Stored data entries:
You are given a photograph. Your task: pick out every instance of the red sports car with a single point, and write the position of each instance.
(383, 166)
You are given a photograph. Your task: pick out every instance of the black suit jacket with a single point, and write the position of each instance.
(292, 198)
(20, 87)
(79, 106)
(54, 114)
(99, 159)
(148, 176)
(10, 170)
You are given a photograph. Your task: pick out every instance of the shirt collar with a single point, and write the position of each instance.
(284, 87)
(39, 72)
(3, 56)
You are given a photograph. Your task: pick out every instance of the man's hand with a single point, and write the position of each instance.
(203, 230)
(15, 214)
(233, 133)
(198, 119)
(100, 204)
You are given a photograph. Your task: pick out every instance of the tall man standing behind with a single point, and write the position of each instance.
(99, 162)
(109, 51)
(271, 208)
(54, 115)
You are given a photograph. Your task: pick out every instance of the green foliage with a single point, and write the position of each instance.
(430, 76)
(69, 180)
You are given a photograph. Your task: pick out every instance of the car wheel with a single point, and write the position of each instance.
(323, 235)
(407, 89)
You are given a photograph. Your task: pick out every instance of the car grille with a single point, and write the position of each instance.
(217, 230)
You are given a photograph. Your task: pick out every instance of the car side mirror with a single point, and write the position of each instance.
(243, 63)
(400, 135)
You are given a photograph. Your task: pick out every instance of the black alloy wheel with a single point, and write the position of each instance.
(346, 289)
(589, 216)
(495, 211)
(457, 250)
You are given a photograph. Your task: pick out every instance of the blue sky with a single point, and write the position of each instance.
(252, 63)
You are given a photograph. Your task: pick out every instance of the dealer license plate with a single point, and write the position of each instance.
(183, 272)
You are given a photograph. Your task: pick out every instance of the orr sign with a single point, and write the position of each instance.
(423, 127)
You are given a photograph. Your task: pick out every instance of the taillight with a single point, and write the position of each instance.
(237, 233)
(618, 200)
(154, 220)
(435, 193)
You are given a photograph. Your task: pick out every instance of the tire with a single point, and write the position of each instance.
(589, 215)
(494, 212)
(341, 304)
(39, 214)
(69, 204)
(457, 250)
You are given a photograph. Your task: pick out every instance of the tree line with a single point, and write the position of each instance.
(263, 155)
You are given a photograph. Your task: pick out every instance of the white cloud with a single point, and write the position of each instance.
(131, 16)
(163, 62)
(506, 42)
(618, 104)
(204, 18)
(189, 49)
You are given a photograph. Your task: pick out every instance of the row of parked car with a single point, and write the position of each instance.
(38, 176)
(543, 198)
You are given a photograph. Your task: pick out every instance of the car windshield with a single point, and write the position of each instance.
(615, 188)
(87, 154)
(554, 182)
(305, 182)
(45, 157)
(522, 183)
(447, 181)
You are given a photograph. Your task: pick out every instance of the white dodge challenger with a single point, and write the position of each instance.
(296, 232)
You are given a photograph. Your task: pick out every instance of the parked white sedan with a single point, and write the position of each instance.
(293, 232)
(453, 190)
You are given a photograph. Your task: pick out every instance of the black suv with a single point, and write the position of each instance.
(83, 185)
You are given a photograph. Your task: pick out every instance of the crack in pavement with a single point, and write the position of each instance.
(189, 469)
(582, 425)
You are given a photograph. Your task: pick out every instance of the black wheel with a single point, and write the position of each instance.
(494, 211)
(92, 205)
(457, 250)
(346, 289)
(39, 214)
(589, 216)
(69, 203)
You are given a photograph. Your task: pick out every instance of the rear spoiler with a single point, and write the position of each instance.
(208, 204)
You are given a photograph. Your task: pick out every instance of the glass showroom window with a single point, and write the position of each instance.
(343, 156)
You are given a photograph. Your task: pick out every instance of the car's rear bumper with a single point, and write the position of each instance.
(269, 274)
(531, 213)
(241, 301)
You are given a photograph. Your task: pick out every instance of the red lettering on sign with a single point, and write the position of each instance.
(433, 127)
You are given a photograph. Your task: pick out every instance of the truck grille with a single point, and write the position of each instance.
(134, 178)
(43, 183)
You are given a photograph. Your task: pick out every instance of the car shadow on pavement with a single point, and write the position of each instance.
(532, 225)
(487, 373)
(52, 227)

- [ASSIGNMENT]: All of the records above need to be copied exactly.

- [SOLVED PROBLEM]:
You are given a photograph. Your task: pick out every instance of the red sports car with a single point, and write the position of each instance.
(383, 166)
You are given a photograph. Your task: pick out every instance of the black suit jacket with a single point, and write the position of each instance.
(292, 198)
(20, 87)
(79, 106)
(54, 114)
(99, 159)
(148, 176)
(10, 170)
You are given a photograph. Your task: pick out every instance of the shirt collar with a single point, and write the position of each instance.
(284, 87)
(39, 72)
(3, 56)
You are given a photograph. Your task: pick out every instance of the man's hand with a single point, and write the position of each instance.
(203, 230)
(15, 214)
(233, 133)
(198, 119)
(100, 204)
You are given a photograph. Your task: pick out every instance of the tall man standing behind with a single point, and write the position of each instance.
(99, 162)
(109, 51)
(271, 208)
(54, 115)
You are given a photograph. Your task: pick out every instance of the green foliage with a single point, and write the position of each instance.
(430, 76)
(69, 180)
You are given a photograph. Your task: pick out every instance of the car wheel with a single point, and write the position of each instance.
(323, 235)
(407, 89)
You are given a photograph. Your task: pick out every instance of the car grille with a single point, and write the position of each instance.
(217, 230)
You are given a photograph. Your task: pick out every instance of the car side mirror with a single point, and write the position of each instance.
(243, 63)
(400, 135)
You are given a photograph. Your task: pick out every instance of the black alloy wheel with a single point, and write the position of each instance.
(346, 289)
(589, 216)
(495, 211)
(457, 250)
You are given a photograph. Your task: pick out every instance of the blue sky with a single point, and write the position of each instance.
(252, 63)
You are given a photograph. Your task: pick out every instance of the dealer license plate with a single point, and write the position of each instance.
(183, 272)
You are given a photograph. Your task: pick out every instance of the orr sign with a single point, and write the position of each instance.
(423, 127)
You are given a photograph. Your task: pick out every instance of the taillight with a single point, and write the position of each instance.
(237, 233)
(618, 200)
(154, 220)
(435, 193)
You are given a photograph. Your task: pick out every instance of the tire with a single point, and write the position of each instance.
(589, 215)
(494, 212)
(341, 304)
(39, 214)
(69, 204)
(457, 250)
You are given a photograph. Your task: pick out every instance of the tree line with a single point, and write the position of each instance.
(263, 155)
You are given a photograph. Your task: pick out every instance of the white cloud with a single point, and write the position of each instance.
(131, 16)
(163, 62)
(506, 42)
(618, 104)
(204, 18)
(189, 49)
You are given a photograph. Your task: pick out every instance of the row of parked car with a single point, and write the position of each instance.
(38, 176)
(543, 198)
You are given a photograph. Your task: pick out every instance of the car windshield with a single point, and write the position of each instance.
(615, 188)
(87, 154)
(554, 182)
(305, 182)
(45, 157)
(522, 183)
(447, 181)
You are given a photograph. Your task: pick out every instance of the white dodge challenger with a single point, and write the position of each instance.
(296, 232)
You are given a photograph. Your task: pick out every instance of the parked white sedan with a single point, and write the position of each instance.
(293, 232)
(453, 190)
You are given a photograph. Your task: pick out every instance of the black suv with a single point, and write the position of each instance.
(83, 185)
You are given a photograph. Your task: pick out every instance of the crack in pavement with a single point, and write the position of each instance.
(189, 469)
(582, 425)
You are given a photograph. Your task: pick out every instance of the black wheel with a single point, and write the position of each instance.
(494, 211)
(92, 205)
(457, 250)
(346, 289)
(39, 214)
(589, 216)
(69, 203)
You are given a photograph. Your task: pick out every instance of the rear spoiler with a single point, and write the position of each instance.
(208, 204)
You are given a photograph. Your task: pick out every instance of the glass showroom window with a single point, and write the position of each instance.
(343, 156)
You are given a photograph. Your task: pick out every instance of the car's rear bumper with a single point, and write the position of each instance.
(269, 274)
(531, 213)
(241, 301)
You are given a photograph. Your task: pick out every instance of the red lettering on sign with a single point, and write the position of each instance.
(433, 127)
You are given a photograph. Your task: pick out every instance of the truck grille with a single point, and write the position of each instance.
(134, 178)
(43, 183)
You are given a photograph. Your task: pick out every instance of the car shadow on pavement with a single point, and write the position of each instance.
(532, 225)
(487, 373)
(52, 227)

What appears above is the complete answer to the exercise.